SOURCE MATERIAL:
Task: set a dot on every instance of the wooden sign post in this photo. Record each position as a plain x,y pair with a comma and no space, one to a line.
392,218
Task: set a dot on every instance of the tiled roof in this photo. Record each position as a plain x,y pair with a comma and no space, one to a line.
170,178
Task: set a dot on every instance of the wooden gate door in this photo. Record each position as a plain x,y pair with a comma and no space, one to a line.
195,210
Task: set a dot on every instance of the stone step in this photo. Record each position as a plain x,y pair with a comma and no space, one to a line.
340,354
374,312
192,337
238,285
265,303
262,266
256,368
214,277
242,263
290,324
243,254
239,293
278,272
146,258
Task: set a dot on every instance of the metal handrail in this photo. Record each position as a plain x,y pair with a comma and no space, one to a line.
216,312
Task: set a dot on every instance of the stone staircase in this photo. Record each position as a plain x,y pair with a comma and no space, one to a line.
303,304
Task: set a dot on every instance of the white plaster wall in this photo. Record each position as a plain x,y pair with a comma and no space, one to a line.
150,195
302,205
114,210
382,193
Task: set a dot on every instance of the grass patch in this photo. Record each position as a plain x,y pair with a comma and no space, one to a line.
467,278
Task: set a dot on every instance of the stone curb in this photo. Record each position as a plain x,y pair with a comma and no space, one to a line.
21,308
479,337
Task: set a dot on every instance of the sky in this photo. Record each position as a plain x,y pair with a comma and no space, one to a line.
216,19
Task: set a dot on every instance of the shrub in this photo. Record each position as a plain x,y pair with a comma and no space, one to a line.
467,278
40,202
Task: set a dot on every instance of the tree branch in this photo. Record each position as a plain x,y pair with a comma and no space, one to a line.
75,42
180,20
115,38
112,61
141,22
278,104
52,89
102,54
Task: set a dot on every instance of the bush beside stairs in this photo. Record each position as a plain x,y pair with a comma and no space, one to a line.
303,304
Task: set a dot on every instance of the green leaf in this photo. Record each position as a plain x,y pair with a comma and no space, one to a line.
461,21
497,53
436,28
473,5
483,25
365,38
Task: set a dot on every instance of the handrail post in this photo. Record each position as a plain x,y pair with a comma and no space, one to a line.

TASK DETAILS: Copy out the full listing exactly.

EXERCISE ANSWER:
Task: set a dot on every instance of the wooden sign post in this photo. Record each position as a plain x,y pair with a comma and no space, one to a line.
392,218
Task: set a dot on every instance of the tiled roof in this photo. Record each position as a plain x,y pair with a comma and no space, one to a line.
170,178
Task: set a dot on every instance of the wooden gate door in this photo. Record each position as a plain x,y pair with a comma and no space, one to a line.
195,210
Task: set a dot on every instance of the stone step in this photo. Record each position as a plain x,y pair with a comma and no space, one to a line.
340,354
374,312
192,337
238,285
265,303
262,266
256,368
214,277
242,263
290,324
243,254
239,293
278,272
146,258
Task: set a dot on every instance of the metal handrail in this photo. Record each position as a plain x,y pair with a comma and no space, one to a line.
216,312
Task: set a dot on every instance of the stone staircase in this photo. Record each position as a plain x,y pair with a comma and no space, one to a line.
303,304
Task: set a dot on every instance of the white plaster wall in this photo. Record each position as a plain x,y pair with a comma and no space, one to a line.
150,195
302,205
114,210
382,193
Task: set a dot on every instance of the grass patch in this photo. Record each position as a plain x,y pair with a comma and no space, one to a line.
467,278
Task: set a dot on every instance of the stone curb in this photo. Record each position as a plain x,y pair with a comma and no space, one to a line.
21,308
479,337
Task: set a dot on every instance of the sky in this photo. Record each position as a plain x,y pair with a comma and no space, one to a line.
216,19
Task: set a dot on every instance of the shrub in this photo. Record each position as a plain x,y pair with a comma and no space, one to a line.
467,278
40,202
Task: set a dot on every instance of the tree branch in this photo. Record each position as a plain x,y pair with a comma and no space, one to a line.
75,42
180,20
115,38
112,61
141,22
278,104
52,89
102,54
Task: set a dot on every instance of the bush beside stairs in this photo. Record each position as a plain x,y pair with a comma and no space, one to a line.
303,304
Task: set a dot on every instance of the green leaf in this photo. Record each position as a plain x,y pair with a comma and no space, one to a line.
461,21
497,53
436,28
473,5
483,25
365,38
Task: set a dot on every instance of the handrail post in this photo. Record each position as a plain x,y pair with a comma and no space, one to a line.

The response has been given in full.